Pennsylvania College of Optometry
History of PCO
The history of the Pennsylvania College of Optometry is the history of modern optometry and includes the following milestones:
- 1919: First non-profit, independent college of optometry.
- 1923: First to confer Doctor of Optometry degree.
- 1935: First to require four-year optometric educational program.
- 1948: First contact lens course for practitioners.
- 1954: First independent health profession institution to receive regional accreditation.
- 1975: First school or college of optometry to develop a comprehensive, off-campus Externship Program.
- 1978: First to develop a comprehensive inter-disciplinary clinical facility, The Eye Institute, for education and patient care.
- 1988: First independent college of optometry to affiliate with a medical school, Hahnemann University.
- 1990: First school or college of optometry to conduct research and training using an excimer laser.
- 1994: International optometric programs are established at the Center for International Studies (now known as the Office of Professional Studies and International programs). PCO becomes the first - and remains the only - optometric institution to award a Master of Science in Clinical Optometry to international practitioners who have completed a formal optometric education and are licensed to practice optometry in their home country.
- 2001: New four year optometry curriculum launched, which has become a model for other schools and colleges of optometry, offers a completely redesigned optometric curriculum with interdisciplinary integration of basic and clinical courses using a module approach leading to the immediate introduction of clinical concepts and skills.
- 2008: First school or college of optometry to establish a university.
- 2009: Advanced Studies programs launched. These programs were designed specifically to provide graduates with knowledge and skills in specialty areas (retina, anterior segment, pediatrics, etc.) that surpass entry level skills.
- 2010: Master of Public Health degree and certificate programs begin. The Salus MPH degree program is designed to bridge the gap in public health training in the areas of optometry, audiology, blindness and visual impairment and physician assistant studies – all underrepresented professions in the area of public health.

* * * * *

= EXERCISE PROMPT =
According to the PCO history, which medical school did the college affiliate with in 1988?

= INFORMATION GIVEN =

* * * * *

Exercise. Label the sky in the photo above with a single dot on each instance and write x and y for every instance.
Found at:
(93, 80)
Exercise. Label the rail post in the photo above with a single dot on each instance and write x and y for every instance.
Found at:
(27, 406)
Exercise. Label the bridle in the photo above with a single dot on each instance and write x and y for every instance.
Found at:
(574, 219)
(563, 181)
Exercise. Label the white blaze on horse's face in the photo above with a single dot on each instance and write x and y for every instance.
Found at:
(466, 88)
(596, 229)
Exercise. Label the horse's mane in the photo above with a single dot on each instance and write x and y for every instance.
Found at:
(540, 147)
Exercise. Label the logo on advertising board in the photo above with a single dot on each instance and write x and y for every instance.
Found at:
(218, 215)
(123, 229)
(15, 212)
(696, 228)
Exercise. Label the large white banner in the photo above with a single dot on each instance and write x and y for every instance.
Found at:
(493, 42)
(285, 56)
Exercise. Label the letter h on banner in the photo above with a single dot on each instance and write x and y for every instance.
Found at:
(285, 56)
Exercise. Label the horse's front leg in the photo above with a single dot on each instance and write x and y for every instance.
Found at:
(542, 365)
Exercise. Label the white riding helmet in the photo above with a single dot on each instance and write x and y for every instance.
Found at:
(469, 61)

* * * * *

= RESPONSE AREA =
Hahnemann University